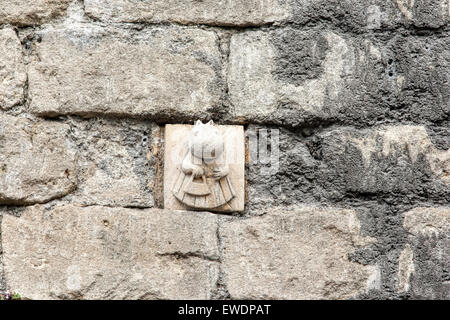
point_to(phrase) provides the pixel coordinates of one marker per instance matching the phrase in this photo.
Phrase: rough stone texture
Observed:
(389, 161)
(395, 159)
(114, 163)
(295, 253)
(37, 159)
(163, 72)
(357, 16)
(212, 12)
(33, 12)
(110, 253)
(352, 15)
(429, 238)
(293, 77)
(359, 94)
(12, 69)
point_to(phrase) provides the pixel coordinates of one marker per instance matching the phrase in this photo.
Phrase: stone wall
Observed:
(359, 206)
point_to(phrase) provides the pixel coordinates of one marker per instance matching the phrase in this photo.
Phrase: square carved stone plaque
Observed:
(204, 167)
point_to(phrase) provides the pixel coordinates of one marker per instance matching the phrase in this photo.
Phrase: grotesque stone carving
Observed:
(203, 181)
(204, 167)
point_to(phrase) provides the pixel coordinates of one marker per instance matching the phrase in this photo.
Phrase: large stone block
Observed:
(296, 89)
(425, 262)
(33, 12)
(37, 161)
(392, 159)
(70, 252)
(292, 77)
(211, 12)
(295, 253)
(12, 69)
(163, 72)
(114, 163)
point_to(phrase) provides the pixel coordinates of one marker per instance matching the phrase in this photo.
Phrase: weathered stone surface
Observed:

..........

** EXERCISE DESCRIPTION **
Please lay out every line of the entries above as a Markdown table with the columns Row and Line, numbering the rows and skipping blank lines. Leave the pictures out of the table.

** THE RESPONSE **
| Row | Line |
|---|---|
| 1 | point_to(phrase) provides the pixel coordinates of one marker per instance matching the phrase in this photo. |
| 2 | Phrase: rough stone texture |
| 3 | Observed: |
| 4 | (389, 161) |
| 5 | (395, 159) |
| 6 | (114, 163) |
| 7 | (295, 253) |
| 8 | (37, 159) |
| 9 | (163, 72) |
| 10 | (357, 16) |
| 11 | (212, 12) |
| 12 | (33, 12) |
| 13 | (110, 253) |
| 14 | (352, 15) |
| 15 | (429, 238) |
| 16 | (293, 77) |
| 17 | (359, 94) |
| 18 | (12, 69) |
| 19 | point_to(phrase) provides the pixel coordinates of one marker per instance matching the phrase in this photo. |
| 20 | Phrase: stone wall |
| 21 | Observed: |
| 22 | (359, 206) |
| 23 | point_to(phrase) provides the pixel coordinates of one marker per instance matching the phrase in this photo. |
| 24 | Phrase: square carved stone plaque |
| 25 | Observed: |
| 26 | (204, 167) |
| 27 | point_to(phrase) provides the pixel coordinates of one marker per instance matching the phrase in this photo. |
| 28 | Phrase: grotesque stone carving |
| 29 | Observed: |
| 30 | (203, 181) |
| 31 | (204, 167) |
| 32 | point_to(phrase) provides the pixel coordinates of one marker per instance matching the phrase in this photo. |
| 33 | Phrase: large stone block |
| 34 | Observed: |
| 35 | (296, 89) |
| 36 | (425, 262) |
| 37 | (33, 12) |
| 38 | (37, 161) |
| 39 | (392, 159) |
| 40 | (70, 252) |
| 41 | (292, 77) |
| 42 | (211, 12) |
| 43 | (295, 253) |
| 44 | (12, 69) |
| 45 | (163, 72) |
| 46 | (114, 163) |
| 47 | point_to(phrase) provides the pixel coordinates of one marker per instance matching the phrase in this photo. |
| 48 | Phrase: weathered stone surface |
| 49 | Observed: |